El hilo conductor del documental es una historia que el padre le cuenta a Given desde muy pequeño y que habla de una colosal tormenta que hizo que el mar creciera a tal grado que un gran pez tuvo que tomarse toda el agua para salvar al mundo de una inundación épica. En su viaje tienen la consigna de encontrar a ese gran pez pues la leyenda asegura que quien lo consigue se lleva para siempre al espíritu del mar en su corazón. Además, la cereza del pastel es que la narración está a cargo del mismo pequeño, cuyos ojos cargados de inocencia y esperanza son la ventana a través de la cual terminamos también nosotros buscando nuestra propia ruta.  

La visión inspiradora que tienen sus padres para guiar sus pasos y que Given nos va contando a lo largo de la película es lo que me enamoró de la experiencia de verla: somos naturaleza y el mundo entero es nuestro hogar, ese sitio seguro en el que podemos cobijarnos, somos libres de transitar por donde creamos que nos llevan las estrellas y hacerlo con los pies descalzos y una maleta solamente con lo indispensable nos conectará mucho más con nuestra propia voz. En esos momentos en los que me imagino con un pañuelo vendándome los ojos y una resistencia a dejarlo caer, me llegan recordatorios como éste de que allá afuera hay experiencias mucho más grandes que mi visión pequeñísima de lo que es el mundo y de lo que soy yo. La certeza de que todos somos uno, volcán, flor, pez, océano, niño… me devuelve la sensación de paz.

▶ DESCRIPCIÓN DE LA TAREA
Escribe la continuación del texto sobre el documental de Given, empezando justo después de su última oración.

▶ DATOS PROPORCIONADOS
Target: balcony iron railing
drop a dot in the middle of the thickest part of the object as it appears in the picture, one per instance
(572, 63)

---

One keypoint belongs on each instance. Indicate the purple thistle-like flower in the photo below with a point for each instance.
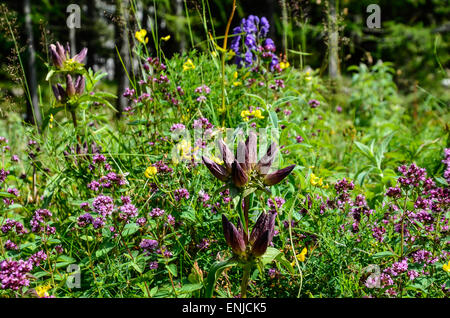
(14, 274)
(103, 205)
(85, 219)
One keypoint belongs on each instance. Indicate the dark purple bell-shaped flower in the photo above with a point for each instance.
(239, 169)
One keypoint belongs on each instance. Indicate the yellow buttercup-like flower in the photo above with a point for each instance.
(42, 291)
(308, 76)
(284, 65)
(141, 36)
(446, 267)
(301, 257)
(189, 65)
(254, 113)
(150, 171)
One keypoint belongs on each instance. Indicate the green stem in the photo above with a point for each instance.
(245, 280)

...

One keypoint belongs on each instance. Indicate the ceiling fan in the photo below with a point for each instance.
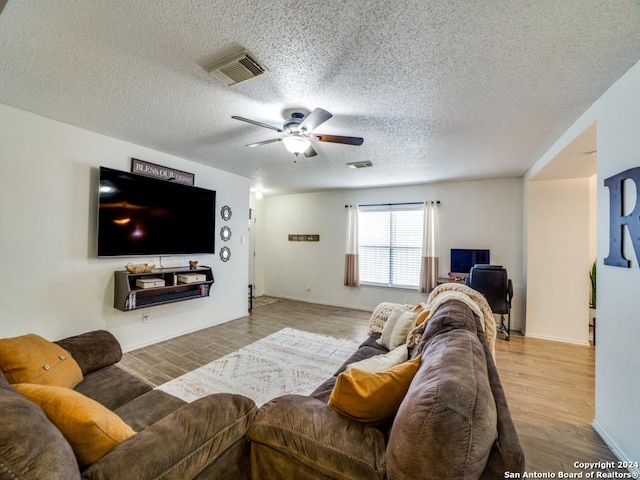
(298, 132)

▶ RESULTADO
Durante toda la historia, musicalizada con grupos indies que apoyan al mood introspectivo, nuestro pequeño héroe le pregunta a cada persona que conoce si acaso han visto a ese gran pez del que le habló su padre, porque hay momentos en los que se se cuestiona si faltará mucho para encontrarlo, terminar el viaje y regresar a casa. Justo así, me imagino, como nosotros vamos preguntándole a todo el mundo, a Dios o a la vida cuánto falta para llegar a nuestra meta o si vamos por buen camino, cuando la riqueza está en el viaje y en todas esas charlas, estampas de colores, kilómetros en bicicleta, copas de vino y libros acabados que nos vamos echando a la bolsa. 

En la búsqueda de ese gran pez, Given termina mostrándonos que cada camino es personal pero que, al final, todos terminan en el mismo sitio.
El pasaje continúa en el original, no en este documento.